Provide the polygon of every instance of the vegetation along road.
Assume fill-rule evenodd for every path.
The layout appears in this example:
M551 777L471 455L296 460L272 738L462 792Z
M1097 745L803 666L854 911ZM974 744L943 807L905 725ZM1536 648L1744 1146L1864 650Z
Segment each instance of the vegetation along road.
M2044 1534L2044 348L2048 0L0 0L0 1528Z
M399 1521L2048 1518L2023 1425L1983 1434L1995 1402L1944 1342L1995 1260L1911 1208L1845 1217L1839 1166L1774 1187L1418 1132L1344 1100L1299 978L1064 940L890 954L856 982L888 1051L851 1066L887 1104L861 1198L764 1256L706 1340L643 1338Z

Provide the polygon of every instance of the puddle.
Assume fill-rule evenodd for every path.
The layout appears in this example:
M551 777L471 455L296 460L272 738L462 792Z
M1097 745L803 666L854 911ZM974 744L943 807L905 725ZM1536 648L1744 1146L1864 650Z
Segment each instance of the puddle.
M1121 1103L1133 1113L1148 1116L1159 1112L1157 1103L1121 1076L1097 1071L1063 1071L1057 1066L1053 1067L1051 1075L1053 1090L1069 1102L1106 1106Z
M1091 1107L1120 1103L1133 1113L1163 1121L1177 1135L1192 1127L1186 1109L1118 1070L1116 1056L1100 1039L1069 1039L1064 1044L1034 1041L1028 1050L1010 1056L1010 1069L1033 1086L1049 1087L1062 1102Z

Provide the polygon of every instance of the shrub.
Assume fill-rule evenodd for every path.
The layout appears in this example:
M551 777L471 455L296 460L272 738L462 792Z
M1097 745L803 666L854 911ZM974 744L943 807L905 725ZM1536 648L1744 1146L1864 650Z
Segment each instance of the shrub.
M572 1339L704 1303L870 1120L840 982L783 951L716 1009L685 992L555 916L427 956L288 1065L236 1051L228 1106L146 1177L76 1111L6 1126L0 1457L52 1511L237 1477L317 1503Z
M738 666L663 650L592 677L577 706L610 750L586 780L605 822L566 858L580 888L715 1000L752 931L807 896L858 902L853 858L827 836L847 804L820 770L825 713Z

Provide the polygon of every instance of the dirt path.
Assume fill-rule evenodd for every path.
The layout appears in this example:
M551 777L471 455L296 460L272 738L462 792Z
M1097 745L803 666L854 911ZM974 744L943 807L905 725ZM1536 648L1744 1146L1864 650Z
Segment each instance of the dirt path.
* * * *
▶ _WORK REQUEST_
Retype the material above, character for character.

▶ _ANSWER_
Provide the polygon of every instance of the vegetation along road.
Assume fill-rule evenodd for every path.
The layout appears in this example:
M551 777L471 455L296 460L272 738L462 792Z
M1097 745L803 666L854 911ZM974 744L943 807L905 725ZM1536 648L1744 1146L1864 650Z
Segment each instance of the vegetation along road.
M2044 1534L2044 348L2048 0L0 0L0 1528Z
M399 1521L2048 1518L2023 1425L1983 1434L1995 1402L1944 1342L1995 1260L1911 1208L1845 1217L1839 1166L1774 1187L1418 1132L1344 1100L1299 978L1064 940L890 954L856 982L888 1051L851 1066L887 1104L861 1198L764 1256L706 1340L643 1338Z

Provide the polygon of every instance of the puddle.
Assume fill-rule evenodd for every path.
The layout appears in this example:
M551 777L471 455L296 460L272 738L462 792Z
M1097 745L803 666L854 911ZM974 744L943 807L905 725ZM1536 648L1744 1146L1864 650Z
Segment each instance of the puddle.
M1121 1103L1133 1113L1148 1116L1159 1112L1157 1103L1121 1076L1097 1071L1063 1071L1057 1066L1053 1067L1051 1075L1053 1090L1069 1102L1106 1106Z
M1091 1107L1120 1103L1133 1113L1163 1121L1177 1135L1192 1127L1186 1109L1118 1070L1116 1056L1100 1039L1069 1039L1064 1044L1034 1041L1028 1050L1010 1056L1010 1069L1033 1086L1049 1087L1062 1102Z

Provide the polygon of every instance of the shrub.
Assume fill-rule evenodd for every path.
The layout appears in this example:
M551 777L471 455L296 460L272 738L462 792Z
M1097 745L803 666L854 911ZM974 744L943 807L905 725ZM1536 648L1744 1146L1864 650Z
Segment each instance of the shrub.
M572 1339L704 1303L870 1120L840 982L783 951L716 1009L685 992L555 916L427 956L288 1065L236 1051L228 1106L146 1177L76 1111L6 1126L0 1457L52 1511L237 1477L317 1503Z
M738 666L663 650L592 677L577 706L610 750L586 780L605 822L566 858L580 888L715 1000L752 931L807 896L858 902L853 858L827 836L847 804L820 770L825 713Z

Provide the polygon of every instance of the dirt path.
Assume fill-rule evenodd for every path.
The layout appears in this example:
M551 777L471 455L296 460L272 738L462 792Z
M1097 745L803 666L854 911ZM974 744L943 807L905 725ZM1536 648L1744 1146L1864 650Z
Segment each instance of the dirt path.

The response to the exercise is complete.